▸ **PASSAGE SHOWN**
'''

Chelsea Crowder BS’14

When she matriculated at Columbia Engineering in 2010, Chelsea Crowder had no idea what an investment bank was and had never heard of the two places she would eventually work, Goldman Sachs and J.P. Morgan. As an operations research (OR) major, that didn’t last long. By summer she was interning at Goldman, returning each summer until she was hired after graduating in 2014. Crowder spent six years with the company, eventually moving to impact investing (primarily in low-income communities in urban areas) and wealth management. “I’ve always been really big on connectivity and community, on financial education and economic empowerment,” Crowder says.

In 2020, she became aware of JPMorgan Chase’s Advancing Black Pathways program. Impressed by the firm’s commitment to diversity, Crowder joined the company as a VP at J.P. Morgan Private Bank in Los Angeles. “In the wake of everything that was happening surrounding racial justice, the company made a $30 billion commitment to what’s called JPMorgan Chase Path Forward, which will focus largely on affordable housing and creating opportunities for Black ownership,” says Crowder, who sees home equity as critical to closing the racial wealth gap. Historically, “Black folks have been eliminated from the process of owning homes, through redlining and institutional racism. When you look at wealth accumulation and assets being passed from one generation to the next, a significant amount happens with home equity and ownership.”

Diversity was a major reason Crowder chose Columbia. At the time, “it was the most diverse of all the Ivy League colleges. It also had, by far, the best chapter of the National Society of Black Engineers—and that ended up becoming my family for four years—as well as an amazing resource with respect to the financial services industry,” says Crowder.

Crowder is optimistic about the future of impact investing. When she started at Goldman Sachs, “it was considered a niche thing; nobody really understood it. Now it’s a central part of financing conversations. People understand the importance of positive social impact—that doing well and doing good are not mutually exclusive.” Can she foresee a closing of the racial wealth gap? “I’m very hopeful, and to even think that four years ago would have been ridiculous.”

CHELSEA CROWDER BS’14

Chelsea Crowder BS’14

Leonard Robinson BS’13

As a lead manufacturing engineer at Cytiva, Leonard Robinson has a job involving solid-state physics, digital signal communications, data system design, modern display fundamentals, and system optimization. It’s complicated. But the reward is simple. “When I turn something on and it works, that’s what keeps me in the job,” he says.

'''

▸ **WHAT TO DO**
1. In the alumni profiles, how large a commitment did JPMorgan Chase make to Path Forward?
2. List every subject that the alumni profiles say Leonard Robinson's job at Cytiva involves.
3. Continue the alumni profiles from the point where they stop.

▸ **DATA FOR REVIEW**
'''

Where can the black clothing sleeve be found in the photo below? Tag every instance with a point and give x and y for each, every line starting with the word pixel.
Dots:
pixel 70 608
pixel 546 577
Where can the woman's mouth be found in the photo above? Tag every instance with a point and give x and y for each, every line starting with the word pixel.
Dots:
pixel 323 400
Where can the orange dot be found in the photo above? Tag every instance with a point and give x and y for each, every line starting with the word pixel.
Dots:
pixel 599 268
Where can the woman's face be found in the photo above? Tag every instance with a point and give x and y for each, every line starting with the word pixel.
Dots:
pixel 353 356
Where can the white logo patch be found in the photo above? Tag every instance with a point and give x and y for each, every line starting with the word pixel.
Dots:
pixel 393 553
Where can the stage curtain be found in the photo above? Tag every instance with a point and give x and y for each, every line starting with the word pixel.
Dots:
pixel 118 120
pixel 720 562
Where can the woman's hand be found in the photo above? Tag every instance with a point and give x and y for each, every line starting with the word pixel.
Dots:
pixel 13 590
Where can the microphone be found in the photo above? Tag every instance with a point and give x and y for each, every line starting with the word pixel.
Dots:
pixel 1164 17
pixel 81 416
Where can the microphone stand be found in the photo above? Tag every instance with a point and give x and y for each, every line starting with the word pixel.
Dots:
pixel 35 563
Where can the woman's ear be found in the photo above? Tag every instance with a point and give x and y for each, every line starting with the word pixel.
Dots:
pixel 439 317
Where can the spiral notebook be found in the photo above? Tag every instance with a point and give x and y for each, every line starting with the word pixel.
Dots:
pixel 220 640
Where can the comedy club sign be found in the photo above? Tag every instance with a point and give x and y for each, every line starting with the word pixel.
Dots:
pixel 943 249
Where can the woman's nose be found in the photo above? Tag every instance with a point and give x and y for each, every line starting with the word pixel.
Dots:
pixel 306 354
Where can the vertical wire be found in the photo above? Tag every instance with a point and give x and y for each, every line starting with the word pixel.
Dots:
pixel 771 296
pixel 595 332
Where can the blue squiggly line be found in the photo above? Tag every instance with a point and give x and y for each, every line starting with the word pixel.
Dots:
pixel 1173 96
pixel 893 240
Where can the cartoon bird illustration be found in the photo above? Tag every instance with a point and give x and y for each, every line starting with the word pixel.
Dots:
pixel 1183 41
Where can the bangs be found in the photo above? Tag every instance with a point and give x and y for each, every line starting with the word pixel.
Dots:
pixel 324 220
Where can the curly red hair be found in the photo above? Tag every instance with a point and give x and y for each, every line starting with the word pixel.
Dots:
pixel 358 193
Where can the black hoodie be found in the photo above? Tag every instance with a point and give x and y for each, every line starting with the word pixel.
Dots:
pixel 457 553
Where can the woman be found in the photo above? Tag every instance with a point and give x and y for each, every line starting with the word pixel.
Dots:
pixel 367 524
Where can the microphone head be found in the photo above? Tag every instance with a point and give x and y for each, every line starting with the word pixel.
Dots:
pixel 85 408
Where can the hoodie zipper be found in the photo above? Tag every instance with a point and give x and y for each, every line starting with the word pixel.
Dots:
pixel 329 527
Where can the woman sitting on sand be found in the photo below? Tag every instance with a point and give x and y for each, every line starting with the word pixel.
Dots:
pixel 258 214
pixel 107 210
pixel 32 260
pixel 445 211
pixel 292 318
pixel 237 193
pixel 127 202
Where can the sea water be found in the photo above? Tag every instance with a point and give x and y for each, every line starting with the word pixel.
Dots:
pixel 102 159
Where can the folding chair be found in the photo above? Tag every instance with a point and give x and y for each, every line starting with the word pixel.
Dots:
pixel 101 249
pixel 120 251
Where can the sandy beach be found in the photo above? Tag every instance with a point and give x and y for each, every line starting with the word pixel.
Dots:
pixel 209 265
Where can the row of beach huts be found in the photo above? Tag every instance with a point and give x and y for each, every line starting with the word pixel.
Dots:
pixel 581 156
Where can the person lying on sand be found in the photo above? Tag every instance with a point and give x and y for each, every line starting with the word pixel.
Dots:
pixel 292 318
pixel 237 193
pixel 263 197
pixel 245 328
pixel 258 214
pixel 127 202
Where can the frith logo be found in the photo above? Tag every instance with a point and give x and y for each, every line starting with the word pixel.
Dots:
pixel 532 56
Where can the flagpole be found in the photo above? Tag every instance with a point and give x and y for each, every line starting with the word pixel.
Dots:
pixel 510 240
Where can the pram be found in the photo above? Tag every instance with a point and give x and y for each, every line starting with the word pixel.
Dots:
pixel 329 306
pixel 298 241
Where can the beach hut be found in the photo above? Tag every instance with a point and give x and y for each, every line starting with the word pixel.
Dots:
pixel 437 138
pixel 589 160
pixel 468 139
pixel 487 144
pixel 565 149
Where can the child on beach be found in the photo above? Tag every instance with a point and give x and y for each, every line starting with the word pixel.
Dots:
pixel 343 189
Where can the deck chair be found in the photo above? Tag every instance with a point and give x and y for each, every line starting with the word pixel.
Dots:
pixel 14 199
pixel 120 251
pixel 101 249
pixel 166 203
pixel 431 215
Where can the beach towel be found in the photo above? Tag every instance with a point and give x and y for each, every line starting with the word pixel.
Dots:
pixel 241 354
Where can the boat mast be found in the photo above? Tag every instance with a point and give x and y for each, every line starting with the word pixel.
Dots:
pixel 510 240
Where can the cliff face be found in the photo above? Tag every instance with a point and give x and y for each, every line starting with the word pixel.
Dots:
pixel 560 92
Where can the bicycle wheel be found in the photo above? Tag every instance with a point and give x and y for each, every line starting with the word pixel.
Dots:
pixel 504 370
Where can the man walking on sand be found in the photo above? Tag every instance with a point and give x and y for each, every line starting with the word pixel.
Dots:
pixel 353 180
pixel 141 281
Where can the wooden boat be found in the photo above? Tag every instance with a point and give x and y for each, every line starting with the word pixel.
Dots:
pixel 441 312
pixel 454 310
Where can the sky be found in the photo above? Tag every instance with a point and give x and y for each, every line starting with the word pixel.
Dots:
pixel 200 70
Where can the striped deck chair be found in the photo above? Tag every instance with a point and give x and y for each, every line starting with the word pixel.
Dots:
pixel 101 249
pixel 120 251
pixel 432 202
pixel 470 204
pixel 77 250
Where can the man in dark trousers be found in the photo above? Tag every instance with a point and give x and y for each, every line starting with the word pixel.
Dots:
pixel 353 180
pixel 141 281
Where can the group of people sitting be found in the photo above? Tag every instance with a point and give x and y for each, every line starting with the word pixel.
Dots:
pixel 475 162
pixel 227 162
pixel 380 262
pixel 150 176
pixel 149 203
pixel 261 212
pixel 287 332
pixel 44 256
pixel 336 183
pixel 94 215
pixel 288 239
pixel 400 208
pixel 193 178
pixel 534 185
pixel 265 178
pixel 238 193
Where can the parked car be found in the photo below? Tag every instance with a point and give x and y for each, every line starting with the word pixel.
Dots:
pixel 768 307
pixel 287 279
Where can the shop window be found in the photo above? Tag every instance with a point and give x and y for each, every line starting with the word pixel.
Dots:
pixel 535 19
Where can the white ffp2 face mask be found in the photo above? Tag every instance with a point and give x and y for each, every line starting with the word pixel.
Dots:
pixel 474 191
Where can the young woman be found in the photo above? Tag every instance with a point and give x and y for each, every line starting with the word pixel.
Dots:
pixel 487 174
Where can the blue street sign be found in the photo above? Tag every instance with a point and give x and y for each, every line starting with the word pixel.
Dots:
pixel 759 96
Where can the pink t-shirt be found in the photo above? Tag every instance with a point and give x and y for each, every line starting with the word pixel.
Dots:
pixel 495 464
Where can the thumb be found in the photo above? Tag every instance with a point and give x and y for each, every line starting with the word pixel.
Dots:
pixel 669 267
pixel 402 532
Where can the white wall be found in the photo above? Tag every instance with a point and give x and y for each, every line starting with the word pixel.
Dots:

'''

▸ **ANSWERS**
1. $30 billion

2. solid-state physics, digital signal communications, data system design, modern display fundamentals, system optimization

3.
After graduating from Columbia Engineering in 2013 with a BS in electrical engineering, Robinson earned his MS from Georgia Tech while working at Cytiva (formerly GE Life Sciences). These days he’s focused on security of supply, building strategic IT and “what you could call robotic process automation” for customers that manufacture biologics (ensuring, for example, steady downstream delivery of COVID-19 solutions). His recipe for success: “The mindset of a computer architect and the analog and digital know-how of an electrical engineer.”

Robinson credits his favorite Columbia professors—Harish Krishnaswamy, Ioannis “John” Kymissis, Wen Wang—with encouraging his fearless enthusiasm and cheerfulness, which are helpful in engineering, where “every day is a roadblock.”

The field of biologics is so new that there is a dearth of role models (and few industry leaders over the age of 40). No matter, “modeling myself after people is not what I do.” But there’s plenty of inspiration close to home: his uncle (behind several patents for diabetes machines), his godfather, and his father (a project manager for Michigan’s HIV response) are all engineers. “The way we have responded to every virus in the last century has been a test of the best in us. As a controls engineer, I’m frequently in control: I know what’s supposed to happen, I’ve designed it to happen, and if it doesn’t, I’ll fix it. In this moment, my role models are people who are willing to step up and address the challenges associated with things that we can’t control.”